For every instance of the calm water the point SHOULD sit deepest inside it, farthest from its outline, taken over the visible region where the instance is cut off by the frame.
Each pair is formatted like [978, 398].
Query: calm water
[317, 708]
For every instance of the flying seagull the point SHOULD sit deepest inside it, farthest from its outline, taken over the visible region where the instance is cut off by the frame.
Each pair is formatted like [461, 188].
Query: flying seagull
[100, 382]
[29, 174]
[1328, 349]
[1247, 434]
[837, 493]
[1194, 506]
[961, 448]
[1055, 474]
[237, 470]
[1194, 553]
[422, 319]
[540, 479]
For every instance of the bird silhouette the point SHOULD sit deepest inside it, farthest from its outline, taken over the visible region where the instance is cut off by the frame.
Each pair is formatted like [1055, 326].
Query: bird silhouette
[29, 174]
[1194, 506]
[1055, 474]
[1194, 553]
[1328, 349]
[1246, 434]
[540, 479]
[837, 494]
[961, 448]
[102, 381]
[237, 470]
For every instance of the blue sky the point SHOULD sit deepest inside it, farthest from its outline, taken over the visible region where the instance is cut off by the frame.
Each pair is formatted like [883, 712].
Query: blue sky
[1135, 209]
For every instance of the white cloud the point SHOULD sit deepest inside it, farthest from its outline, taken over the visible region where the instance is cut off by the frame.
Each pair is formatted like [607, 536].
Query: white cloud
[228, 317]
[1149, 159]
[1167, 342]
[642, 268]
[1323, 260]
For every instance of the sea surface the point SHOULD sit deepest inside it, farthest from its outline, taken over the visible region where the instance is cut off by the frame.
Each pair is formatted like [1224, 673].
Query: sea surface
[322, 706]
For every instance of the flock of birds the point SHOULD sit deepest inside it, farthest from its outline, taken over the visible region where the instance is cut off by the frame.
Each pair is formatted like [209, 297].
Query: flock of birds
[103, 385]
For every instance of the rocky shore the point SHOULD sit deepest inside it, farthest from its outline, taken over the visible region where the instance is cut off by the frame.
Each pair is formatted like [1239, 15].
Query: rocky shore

┄┄┄┄┄┄

▶ **EXERCISE PROMPT**
The lines to copy are those in the records above containing the word "shore".

▶ **RESPONSE**
For every instance of the rocky shore the point SHOULD sit deepest inside it, farthest from its outline, taken over the visible region where the instance is cut off by the frame.
Query: rocky shore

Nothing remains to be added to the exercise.